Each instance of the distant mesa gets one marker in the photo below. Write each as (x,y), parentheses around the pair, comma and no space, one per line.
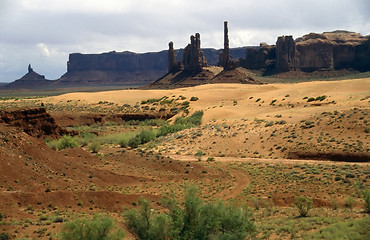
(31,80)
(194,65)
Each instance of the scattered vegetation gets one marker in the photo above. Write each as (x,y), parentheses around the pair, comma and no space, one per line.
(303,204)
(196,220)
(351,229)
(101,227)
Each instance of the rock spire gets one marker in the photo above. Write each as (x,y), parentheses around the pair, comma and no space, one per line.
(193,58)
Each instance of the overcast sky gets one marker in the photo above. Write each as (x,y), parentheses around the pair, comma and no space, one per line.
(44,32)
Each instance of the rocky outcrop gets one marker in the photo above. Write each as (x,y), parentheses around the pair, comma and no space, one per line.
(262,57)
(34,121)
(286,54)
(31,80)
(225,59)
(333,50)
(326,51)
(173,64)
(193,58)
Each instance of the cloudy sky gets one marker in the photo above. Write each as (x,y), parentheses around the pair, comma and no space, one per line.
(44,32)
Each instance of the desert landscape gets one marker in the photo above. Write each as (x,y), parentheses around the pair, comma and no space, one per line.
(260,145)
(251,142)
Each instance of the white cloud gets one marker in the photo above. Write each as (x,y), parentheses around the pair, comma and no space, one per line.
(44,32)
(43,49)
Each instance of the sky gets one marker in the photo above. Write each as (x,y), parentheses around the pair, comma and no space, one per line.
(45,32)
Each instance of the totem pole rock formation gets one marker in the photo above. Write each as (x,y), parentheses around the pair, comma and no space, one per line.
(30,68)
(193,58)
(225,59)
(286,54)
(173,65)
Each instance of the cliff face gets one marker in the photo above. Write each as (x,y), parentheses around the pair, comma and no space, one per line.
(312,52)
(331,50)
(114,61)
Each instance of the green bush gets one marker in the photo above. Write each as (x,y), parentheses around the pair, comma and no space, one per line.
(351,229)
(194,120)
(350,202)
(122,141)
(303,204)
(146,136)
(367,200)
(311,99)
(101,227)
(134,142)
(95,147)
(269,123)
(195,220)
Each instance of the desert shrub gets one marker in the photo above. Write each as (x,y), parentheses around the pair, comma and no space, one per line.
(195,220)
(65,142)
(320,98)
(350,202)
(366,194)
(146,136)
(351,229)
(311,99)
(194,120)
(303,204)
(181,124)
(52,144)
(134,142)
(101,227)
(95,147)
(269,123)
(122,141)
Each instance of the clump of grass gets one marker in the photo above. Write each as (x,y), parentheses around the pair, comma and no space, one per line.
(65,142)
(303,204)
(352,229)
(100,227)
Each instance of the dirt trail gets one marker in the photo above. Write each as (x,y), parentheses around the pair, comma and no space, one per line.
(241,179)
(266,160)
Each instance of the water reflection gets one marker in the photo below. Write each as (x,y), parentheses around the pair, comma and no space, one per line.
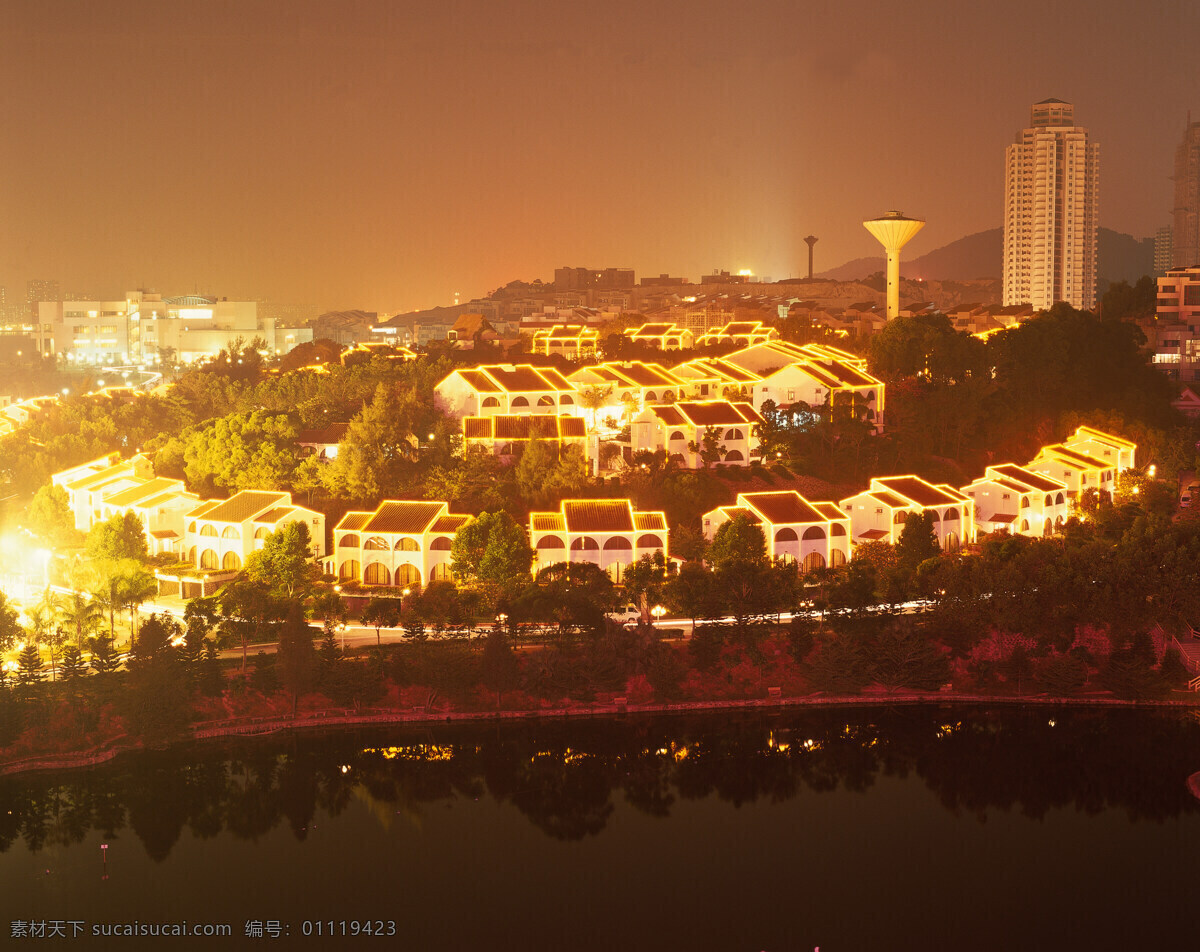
--
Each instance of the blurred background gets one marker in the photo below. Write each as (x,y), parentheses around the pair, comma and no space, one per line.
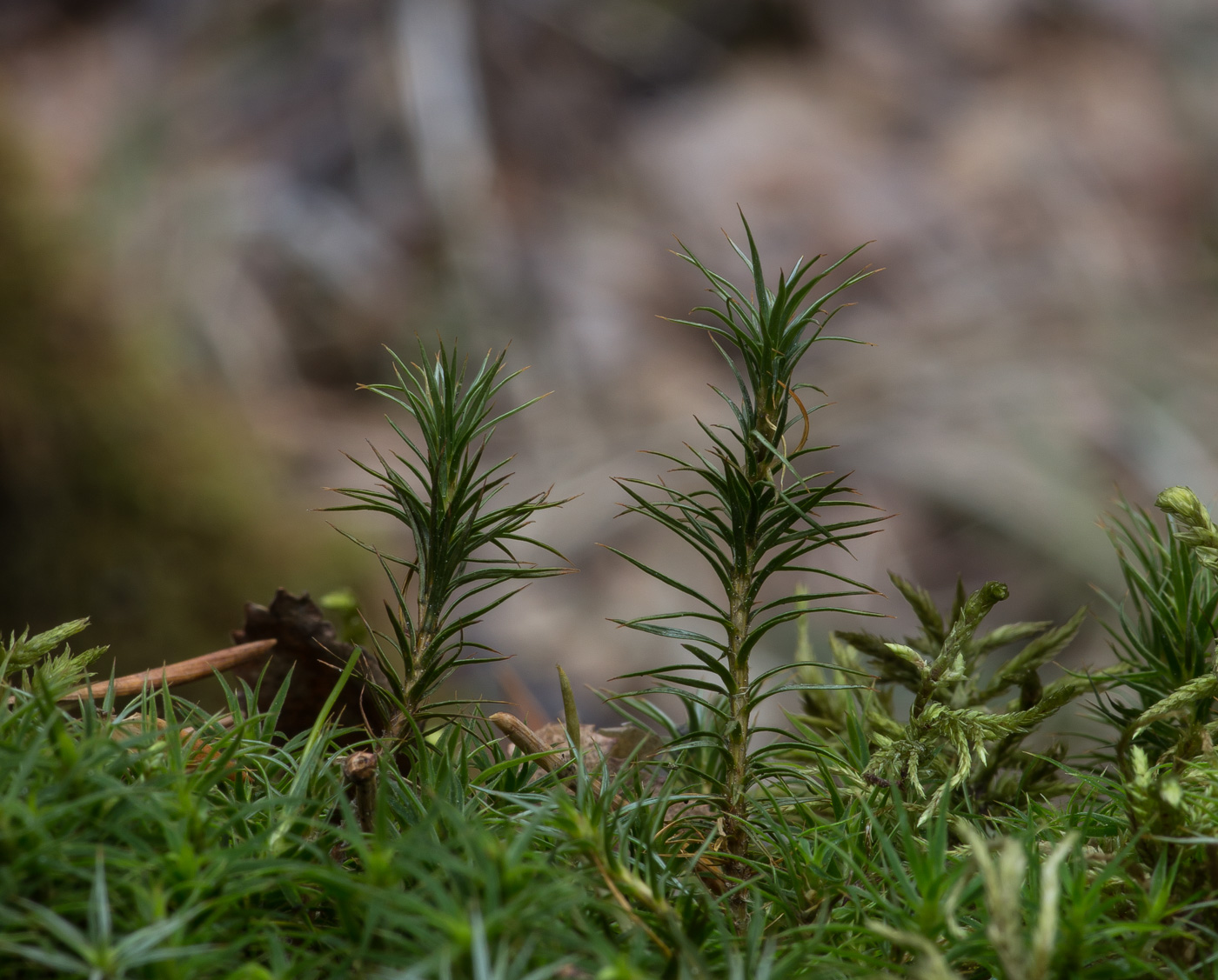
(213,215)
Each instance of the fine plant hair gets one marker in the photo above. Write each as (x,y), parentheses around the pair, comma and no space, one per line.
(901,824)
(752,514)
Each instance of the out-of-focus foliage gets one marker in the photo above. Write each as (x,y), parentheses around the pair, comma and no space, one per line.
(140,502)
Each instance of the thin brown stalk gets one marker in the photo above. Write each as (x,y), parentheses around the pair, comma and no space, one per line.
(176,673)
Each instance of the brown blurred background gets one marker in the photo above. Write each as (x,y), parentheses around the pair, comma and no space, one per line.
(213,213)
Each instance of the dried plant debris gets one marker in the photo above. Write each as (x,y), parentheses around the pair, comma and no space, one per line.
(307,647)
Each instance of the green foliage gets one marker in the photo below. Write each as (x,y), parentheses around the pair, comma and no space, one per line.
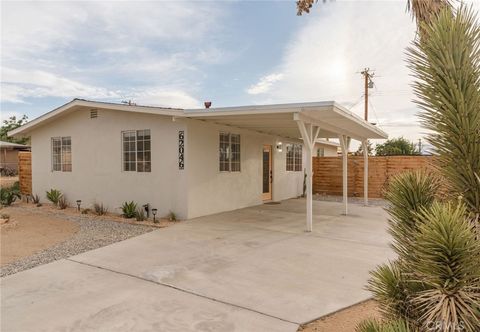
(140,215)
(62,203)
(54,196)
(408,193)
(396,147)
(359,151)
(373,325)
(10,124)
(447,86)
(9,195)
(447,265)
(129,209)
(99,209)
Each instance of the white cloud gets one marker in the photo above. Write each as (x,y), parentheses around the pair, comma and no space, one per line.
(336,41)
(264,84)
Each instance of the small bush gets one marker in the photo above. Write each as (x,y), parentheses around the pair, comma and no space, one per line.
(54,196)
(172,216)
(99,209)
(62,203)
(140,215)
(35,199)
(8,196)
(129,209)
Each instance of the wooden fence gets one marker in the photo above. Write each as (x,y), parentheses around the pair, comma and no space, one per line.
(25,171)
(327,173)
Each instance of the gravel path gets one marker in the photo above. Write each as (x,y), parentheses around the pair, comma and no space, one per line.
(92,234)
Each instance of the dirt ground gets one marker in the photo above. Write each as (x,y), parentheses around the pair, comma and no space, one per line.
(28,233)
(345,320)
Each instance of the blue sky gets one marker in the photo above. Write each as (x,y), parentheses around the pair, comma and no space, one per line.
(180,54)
...
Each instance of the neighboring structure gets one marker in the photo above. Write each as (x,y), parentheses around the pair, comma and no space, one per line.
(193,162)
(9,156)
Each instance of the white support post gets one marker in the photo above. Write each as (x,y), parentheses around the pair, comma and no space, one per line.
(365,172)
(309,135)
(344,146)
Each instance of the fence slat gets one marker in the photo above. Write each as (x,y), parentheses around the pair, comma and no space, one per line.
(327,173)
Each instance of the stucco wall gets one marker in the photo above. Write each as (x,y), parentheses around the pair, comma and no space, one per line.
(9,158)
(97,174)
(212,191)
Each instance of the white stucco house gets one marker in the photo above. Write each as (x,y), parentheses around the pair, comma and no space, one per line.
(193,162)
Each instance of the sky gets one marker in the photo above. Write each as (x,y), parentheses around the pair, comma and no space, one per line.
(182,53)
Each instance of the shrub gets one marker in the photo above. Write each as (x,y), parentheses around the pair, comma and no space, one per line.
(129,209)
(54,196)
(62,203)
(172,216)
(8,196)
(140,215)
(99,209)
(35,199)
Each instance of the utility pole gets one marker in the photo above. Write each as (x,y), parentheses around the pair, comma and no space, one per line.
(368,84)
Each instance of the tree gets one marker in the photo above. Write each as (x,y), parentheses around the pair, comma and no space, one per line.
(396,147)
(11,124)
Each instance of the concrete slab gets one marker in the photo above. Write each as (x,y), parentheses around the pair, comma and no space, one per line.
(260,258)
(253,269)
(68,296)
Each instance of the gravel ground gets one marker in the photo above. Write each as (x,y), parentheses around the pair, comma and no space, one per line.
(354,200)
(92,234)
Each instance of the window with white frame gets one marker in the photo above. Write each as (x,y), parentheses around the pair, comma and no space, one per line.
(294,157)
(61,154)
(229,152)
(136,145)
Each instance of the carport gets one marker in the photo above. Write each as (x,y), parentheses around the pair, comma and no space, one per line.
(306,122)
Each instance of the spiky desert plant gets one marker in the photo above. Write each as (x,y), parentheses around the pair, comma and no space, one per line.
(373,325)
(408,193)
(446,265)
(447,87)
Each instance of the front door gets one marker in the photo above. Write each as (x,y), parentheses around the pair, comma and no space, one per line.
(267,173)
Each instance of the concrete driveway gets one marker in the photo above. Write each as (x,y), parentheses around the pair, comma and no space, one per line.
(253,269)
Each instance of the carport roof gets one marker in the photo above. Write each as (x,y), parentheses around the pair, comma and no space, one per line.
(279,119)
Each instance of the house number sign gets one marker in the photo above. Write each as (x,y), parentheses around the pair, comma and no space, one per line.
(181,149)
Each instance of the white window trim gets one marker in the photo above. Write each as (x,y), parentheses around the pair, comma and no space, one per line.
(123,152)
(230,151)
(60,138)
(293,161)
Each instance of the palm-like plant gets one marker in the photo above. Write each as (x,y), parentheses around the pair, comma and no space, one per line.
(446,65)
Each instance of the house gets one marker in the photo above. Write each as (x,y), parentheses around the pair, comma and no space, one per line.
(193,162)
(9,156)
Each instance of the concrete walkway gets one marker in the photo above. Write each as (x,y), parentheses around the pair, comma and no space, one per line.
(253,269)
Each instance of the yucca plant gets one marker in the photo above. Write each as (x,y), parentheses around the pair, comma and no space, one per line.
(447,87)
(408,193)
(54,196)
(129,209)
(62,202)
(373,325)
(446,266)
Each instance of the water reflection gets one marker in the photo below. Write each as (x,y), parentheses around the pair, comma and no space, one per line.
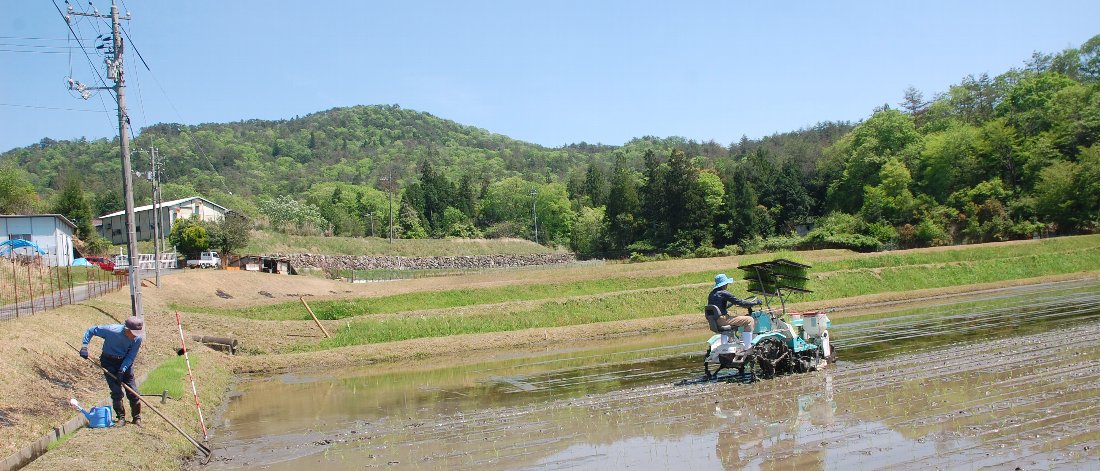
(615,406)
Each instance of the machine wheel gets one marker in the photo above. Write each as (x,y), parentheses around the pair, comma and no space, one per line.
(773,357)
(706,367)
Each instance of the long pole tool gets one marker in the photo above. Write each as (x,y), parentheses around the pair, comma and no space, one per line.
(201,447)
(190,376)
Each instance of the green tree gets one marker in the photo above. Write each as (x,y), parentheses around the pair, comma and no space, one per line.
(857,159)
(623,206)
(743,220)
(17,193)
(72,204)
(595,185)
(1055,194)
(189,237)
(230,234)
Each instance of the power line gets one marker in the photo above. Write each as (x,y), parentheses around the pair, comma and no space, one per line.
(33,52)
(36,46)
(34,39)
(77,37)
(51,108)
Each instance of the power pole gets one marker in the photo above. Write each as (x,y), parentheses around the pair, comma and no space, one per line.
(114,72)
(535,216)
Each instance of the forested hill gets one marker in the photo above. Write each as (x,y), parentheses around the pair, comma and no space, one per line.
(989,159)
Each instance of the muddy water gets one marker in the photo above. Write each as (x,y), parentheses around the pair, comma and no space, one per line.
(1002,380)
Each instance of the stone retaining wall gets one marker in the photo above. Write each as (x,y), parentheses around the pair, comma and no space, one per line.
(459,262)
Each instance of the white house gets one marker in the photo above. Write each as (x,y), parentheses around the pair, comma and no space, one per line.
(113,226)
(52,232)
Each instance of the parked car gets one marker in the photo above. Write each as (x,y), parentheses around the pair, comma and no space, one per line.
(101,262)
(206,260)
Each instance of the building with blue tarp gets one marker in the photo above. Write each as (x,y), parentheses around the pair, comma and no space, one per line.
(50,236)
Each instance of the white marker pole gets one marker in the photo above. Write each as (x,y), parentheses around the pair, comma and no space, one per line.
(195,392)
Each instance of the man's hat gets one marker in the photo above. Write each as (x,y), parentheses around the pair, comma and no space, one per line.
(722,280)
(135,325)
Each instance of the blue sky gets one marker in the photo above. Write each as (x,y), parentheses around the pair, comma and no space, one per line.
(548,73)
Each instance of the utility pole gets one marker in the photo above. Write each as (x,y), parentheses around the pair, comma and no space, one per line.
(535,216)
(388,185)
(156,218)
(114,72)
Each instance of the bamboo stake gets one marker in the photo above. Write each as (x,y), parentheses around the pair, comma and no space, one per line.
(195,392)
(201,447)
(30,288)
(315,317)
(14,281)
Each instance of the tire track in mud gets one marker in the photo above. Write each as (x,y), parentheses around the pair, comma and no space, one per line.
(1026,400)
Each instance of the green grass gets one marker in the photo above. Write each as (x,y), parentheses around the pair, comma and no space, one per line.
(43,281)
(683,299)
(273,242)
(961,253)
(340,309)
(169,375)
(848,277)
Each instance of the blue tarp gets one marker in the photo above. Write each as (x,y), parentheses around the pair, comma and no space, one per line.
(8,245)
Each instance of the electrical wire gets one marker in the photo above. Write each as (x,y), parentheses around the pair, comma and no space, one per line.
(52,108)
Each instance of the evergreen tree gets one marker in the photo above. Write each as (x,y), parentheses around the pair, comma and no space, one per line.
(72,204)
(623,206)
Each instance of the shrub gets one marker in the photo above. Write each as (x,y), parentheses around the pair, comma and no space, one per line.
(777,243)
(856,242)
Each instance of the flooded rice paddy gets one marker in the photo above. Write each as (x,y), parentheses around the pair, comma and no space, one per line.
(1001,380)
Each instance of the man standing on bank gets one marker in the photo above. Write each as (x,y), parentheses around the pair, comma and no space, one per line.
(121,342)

GIVEN REQUEST:
Return every line of the material above that contains the word "brown". Case counts.

WORKED ANSWER:
Each instance of the thin brown stalk gets one marker in the photo above. Write each as (x,y), parentheses around the pair, comma and no space, one per line.
Each instance of the brown blurred background gets one marker in the photo above. Write each as (x,y), parentheses around the pair, comma and no space, one per line.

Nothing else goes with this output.